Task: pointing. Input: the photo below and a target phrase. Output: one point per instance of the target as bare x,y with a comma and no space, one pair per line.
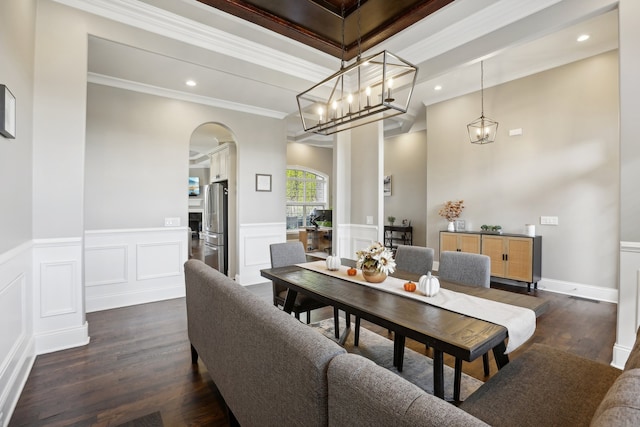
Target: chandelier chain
343,46
482,88
359,35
********
◆ SET PROBLEM ◆
Write out every line of the material above again, shifting each point by adding 46 to both its x and y coordinates. Leave the picture out.

◆ OUTPUT OF THE TASK ◆
Task: pointing. Input: the photo below and a target phrase. Output: one point per instance of the target as bare x,y with a comma and no space, one pair per line.
Target: chandelier chain
389,92
528,134
405,81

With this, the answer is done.